▶ [What to work on]: Copy out the records below with "drop one point" swapped for "place one point" everywhere it occurs, changing nothing else.

# # #

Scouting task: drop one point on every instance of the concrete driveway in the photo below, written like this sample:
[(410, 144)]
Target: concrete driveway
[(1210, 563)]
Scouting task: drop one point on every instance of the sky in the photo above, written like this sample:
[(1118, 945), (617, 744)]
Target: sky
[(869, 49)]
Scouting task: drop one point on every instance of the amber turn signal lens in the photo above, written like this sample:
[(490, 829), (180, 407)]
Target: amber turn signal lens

# # #

▶ [Written answer]:
Scouting task: place one point on every instance of the concrete driveway in the photo below, written like this sample:
[(410, 144)]
Target: concrete driveway
[(1210, 563)]
Scouting task: place one point on every instance of the sky in the photo above, written like this sample:
[(1118, 945), (617, 744)]
Target: sky
[(869, 49)]
Scouting task: place one point on every instance of the amber turn signal lens in the photo above, written like this sample:
[(490, 829), (180, 407)]
Target: amber turn signal lens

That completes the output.